Excerpts of labeled region data:
◆ ◆ ◆ ◆
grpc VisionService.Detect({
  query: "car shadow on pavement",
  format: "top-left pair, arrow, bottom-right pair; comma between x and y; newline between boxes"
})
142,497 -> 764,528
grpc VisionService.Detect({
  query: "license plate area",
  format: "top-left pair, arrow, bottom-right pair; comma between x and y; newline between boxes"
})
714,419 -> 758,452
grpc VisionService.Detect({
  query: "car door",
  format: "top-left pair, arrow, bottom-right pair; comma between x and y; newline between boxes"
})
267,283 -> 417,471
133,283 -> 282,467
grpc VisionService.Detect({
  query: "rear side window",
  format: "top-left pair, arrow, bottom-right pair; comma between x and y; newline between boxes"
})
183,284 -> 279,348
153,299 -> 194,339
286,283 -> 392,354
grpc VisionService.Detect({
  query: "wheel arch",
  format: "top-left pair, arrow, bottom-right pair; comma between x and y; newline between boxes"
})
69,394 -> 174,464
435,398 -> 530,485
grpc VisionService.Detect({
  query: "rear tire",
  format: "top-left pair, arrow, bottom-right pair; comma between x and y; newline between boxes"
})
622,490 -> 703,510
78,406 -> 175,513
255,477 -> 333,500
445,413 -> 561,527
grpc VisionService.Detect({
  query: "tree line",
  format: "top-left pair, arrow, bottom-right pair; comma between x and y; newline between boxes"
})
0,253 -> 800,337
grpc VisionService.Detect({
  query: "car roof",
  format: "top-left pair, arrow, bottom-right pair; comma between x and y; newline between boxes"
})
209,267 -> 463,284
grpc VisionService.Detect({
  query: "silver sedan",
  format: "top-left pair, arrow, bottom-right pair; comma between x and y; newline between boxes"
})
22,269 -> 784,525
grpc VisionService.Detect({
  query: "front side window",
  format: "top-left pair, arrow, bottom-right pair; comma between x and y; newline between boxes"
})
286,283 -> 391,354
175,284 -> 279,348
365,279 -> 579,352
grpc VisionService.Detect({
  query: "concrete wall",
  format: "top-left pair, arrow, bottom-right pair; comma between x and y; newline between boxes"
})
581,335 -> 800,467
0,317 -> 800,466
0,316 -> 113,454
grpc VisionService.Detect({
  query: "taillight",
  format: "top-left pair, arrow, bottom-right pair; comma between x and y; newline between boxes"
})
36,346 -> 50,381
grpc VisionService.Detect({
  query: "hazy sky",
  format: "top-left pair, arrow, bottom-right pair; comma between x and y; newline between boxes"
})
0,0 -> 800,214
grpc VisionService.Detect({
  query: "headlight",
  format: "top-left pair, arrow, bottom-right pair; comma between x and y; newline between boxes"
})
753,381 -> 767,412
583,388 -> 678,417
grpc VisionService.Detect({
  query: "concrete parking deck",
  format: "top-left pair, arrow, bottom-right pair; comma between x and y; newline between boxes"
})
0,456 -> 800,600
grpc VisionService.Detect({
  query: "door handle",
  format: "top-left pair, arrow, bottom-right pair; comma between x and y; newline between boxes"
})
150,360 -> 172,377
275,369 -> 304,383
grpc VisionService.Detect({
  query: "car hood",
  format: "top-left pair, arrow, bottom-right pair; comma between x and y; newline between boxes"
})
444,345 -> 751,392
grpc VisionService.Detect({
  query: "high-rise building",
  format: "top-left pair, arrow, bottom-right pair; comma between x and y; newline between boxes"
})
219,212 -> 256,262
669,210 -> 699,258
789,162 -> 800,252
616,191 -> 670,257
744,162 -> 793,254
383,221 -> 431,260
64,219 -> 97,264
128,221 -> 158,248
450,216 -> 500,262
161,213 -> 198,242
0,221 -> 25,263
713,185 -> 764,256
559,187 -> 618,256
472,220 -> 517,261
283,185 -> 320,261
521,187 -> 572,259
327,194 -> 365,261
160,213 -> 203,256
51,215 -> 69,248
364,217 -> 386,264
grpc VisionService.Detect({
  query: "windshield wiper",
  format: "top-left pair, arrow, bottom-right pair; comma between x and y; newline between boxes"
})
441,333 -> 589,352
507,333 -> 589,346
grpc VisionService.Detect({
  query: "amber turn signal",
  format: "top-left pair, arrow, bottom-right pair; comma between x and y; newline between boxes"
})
◆ ◆ ◆ ◆
◆ **TASK STATEMENT**: Show each line in the excerpts of labeled region data above that contains the word "rear".

◆ **THE OUTPUT**:
  query: "rear side window",
  query: "rear tire",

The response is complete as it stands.